» Testo di origine:
::::::

Una nuova narrativa per l'industria italiana

Il Presidente di Confindustria, Vincenzo Boccia, incontra la platea della Casa Italiana-Zerilli Marimò (NYU) in conversazione con Letizia Airos (video in pagina)

“Molti diventano personaggi perché non sanno essere persone”: inizia così Letizia Airos, citando Gesualdo Bufalino.

La Editor in Chief di I-Italy ci fa immediatamente comprendere il focus della sua introduzione, e più in generale dell’intera conversazione, guidata dalla parola chiave “racconto”: “Vincenzo Boccia è una persona, in un momento, come quello che stiamo vivendo, pieno di personaggi; e se lo è, molto dipende dalla storia di suo padre, e dalla regione in cui ha vissuto, la Campania”.

Il Presidente di Confindustria è infatti il figlio di Orazio Boccia, un uomo che impersonifica perfettamente il self-made man: orfano a soli undici anni è rinchiuso in un terribile orfanotrofio salernitano chiamato ‘il Serraglio’. Dopo aver vissuto da “scugnizzo” nei vicoli cittadini ed aver combattuto la fame, è stato uno dei pionieri dell’imprenditoria italiana delle arti grafiche nel secondo dopoguerra. La sua caparbietà e il suo intuito l’hanno portato a mettere in piedi l’attuale “Arti Grafiche Boccia”, di cui Vincenzo Boccia è AD.

::::::

» Dati registrati:

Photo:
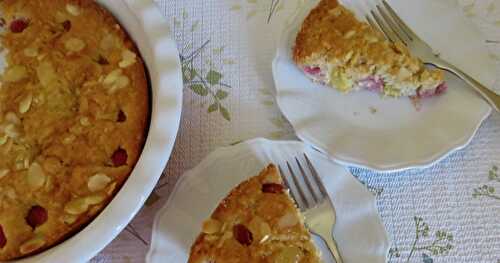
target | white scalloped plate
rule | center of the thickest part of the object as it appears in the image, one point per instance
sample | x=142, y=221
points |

::::::

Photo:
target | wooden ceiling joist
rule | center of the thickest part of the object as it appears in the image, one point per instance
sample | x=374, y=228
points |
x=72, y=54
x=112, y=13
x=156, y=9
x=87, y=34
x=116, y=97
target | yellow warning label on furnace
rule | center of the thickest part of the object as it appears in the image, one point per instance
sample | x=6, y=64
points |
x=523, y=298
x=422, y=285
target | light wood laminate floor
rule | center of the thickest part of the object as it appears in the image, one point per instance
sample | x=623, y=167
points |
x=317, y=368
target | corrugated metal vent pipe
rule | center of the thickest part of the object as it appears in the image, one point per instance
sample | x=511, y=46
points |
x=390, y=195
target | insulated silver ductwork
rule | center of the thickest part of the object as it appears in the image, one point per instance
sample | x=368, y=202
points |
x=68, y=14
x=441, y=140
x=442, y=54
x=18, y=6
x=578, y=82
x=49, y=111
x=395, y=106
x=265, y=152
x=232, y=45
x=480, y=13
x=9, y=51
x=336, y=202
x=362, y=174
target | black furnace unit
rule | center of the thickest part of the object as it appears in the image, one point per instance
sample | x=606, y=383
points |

::::::

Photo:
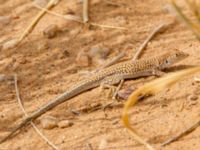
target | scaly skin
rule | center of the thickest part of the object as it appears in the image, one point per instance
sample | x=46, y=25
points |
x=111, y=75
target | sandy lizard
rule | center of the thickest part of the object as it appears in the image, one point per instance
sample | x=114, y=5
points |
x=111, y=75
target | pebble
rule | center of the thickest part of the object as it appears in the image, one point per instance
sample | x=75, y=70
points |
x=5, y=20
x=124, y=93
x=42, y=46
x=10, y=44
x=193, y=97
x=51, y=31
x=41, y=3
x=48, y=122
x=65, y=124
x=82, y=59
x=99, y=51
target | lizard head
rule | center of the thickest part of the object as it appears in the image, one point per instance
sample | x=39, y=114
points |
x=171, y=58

::::::

» Compiti:
1. Traduci in inglese questa frase del testo di origine: "La sua caparbietà e il suo intuito l’hanno portato a mettere in piedi l’attuale “Arti Grafiche Boccia”, di cui Vincenzo Boccia è AD."
2. Riscrivi le righe dalla riga contenente "target | lizard head" fino alla riga contenente "x=171, y=58", estremi inclusi. Sostituisci "thickest" con "widest" e lascia invariato tutto il resto.

» Risposte fornite:
1. His determination and his intuition led him to set up the present-day "Arti Grafiche Boccia," of which Vincenzo Boccia is CEO.

2.
target | lizard head
rule | center of the widest part of the object as it appears in the image, one point per instance
sample | x=39, y=114
points |
x=171, y=58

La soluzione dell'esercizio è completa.